▶ [GIVEN TASK 1]:
Using the speed networking text below, state whether each statement agrees with it, answering yes or no and quoting the words of the text that decide it. (a) Most speed networking events give ten minutes to each meet and greet. (b) Speed networking is about getting an immediate return. (c) Next week in Melbourne alone there are fewer than ten speed networking events.

Speed networking is like speed dating for professionals. It’s the business version of Tinder in real life, and a great way to meet potential clients or business partners.

Speed networking is also on the rise; next week in Melbourne alone, there are more than 20 speed networking events, and it’s because professionals are realising the power of collaboration.

What is speed networking?

A speed networking event is an organised meet up for professionals, employers, business owners and investors to meet and greet in an organised environment. Most speed networking events have a tightly run schedule and ten minutes per meet and greet allocated. You’ve got a short amount of time to cut straight to the chase, so whether you’re hiring, looking for work, looking for a business partner or the opportunity for growth, you’ll be forced to bring you’re a-game with such a short window of time.

Why do it?

Speed networking isn’t for everyone. It’s fast-paced, direct, and high powered, so it’ll depend on what you’re trying to get out of it and what your intentions are. Speed networking isn’t about getting an immediate return either; if you meet a professional that you’d like to continue the conversation with, you’ll need to go on to nurture that relationship. Speed networking is a great way to promote your business though, and dropping your business name to fifty people in one night is a great way to expose yourself.

Where can you do it?

▶ [GIVEN TASK 2]:
Gather every line of the listing below that contains the string "blue". Case counts.

▶ [SOURCE MATERIAL]:
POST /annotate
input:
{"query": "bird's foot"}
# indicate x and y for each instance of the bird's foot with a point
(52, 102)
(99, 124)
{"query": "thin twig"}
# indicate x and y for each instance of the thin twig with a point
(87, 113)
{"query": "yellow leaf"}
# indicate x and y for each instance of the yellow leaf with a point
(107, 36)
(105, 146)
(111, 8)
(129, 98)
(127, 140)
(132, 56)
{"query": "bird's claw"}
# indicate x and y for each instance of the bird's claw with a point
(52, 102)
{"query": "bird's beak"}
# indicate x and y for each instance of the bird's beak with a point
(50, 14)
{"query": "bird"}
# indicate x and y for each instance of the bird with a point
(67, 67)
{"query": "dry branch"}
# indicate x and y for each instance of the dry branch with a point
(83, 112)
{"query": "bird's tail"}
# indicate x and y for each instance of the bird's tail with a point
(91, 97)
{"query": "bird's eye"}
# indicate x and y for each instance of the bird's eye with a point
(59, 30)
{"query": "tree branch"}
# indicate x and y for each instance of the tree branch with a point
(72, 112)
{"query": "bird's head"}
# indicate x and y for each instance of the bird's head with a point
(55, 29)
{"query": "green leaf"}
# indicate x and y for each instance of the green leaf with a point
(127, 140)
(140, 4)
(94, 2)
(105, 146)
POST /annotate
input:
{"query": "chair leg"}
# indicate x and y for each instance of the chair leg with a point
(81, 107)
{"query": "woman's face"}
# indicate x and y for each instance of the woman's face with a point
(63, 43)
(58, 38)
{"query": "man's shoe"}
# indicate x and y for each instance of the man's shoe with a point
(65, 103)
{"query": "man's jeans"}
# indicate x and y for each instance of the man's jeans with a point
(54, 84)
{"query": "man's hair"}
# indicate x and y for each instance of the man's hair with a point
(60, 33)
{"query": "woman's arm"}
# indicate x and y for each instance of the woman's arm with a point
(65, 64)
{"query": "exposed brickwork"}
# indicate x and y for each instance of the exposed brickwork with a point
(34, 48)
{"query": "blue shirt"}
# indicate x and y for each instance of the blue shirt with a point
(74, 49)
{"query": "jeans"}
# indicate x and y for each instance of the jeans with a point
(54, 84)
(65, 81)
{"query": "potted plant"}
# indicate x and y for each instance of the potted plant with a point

▶ [WRITTEN ANSWER 1]:
(a) Yes: "Most speed networking events have a tightly run schedule and ten minutes per meet and greet allocated."
(b) No: "Speed networking isn’t about getting an immediate return either"
(c) No: "next week in Melbourne alone, there are more than 20 speed networking events"

▶ [WRITTEN ANSWER 2]:
{"query": "blue shirt"}
# indicate x and y for each instance of the blue shirt with a point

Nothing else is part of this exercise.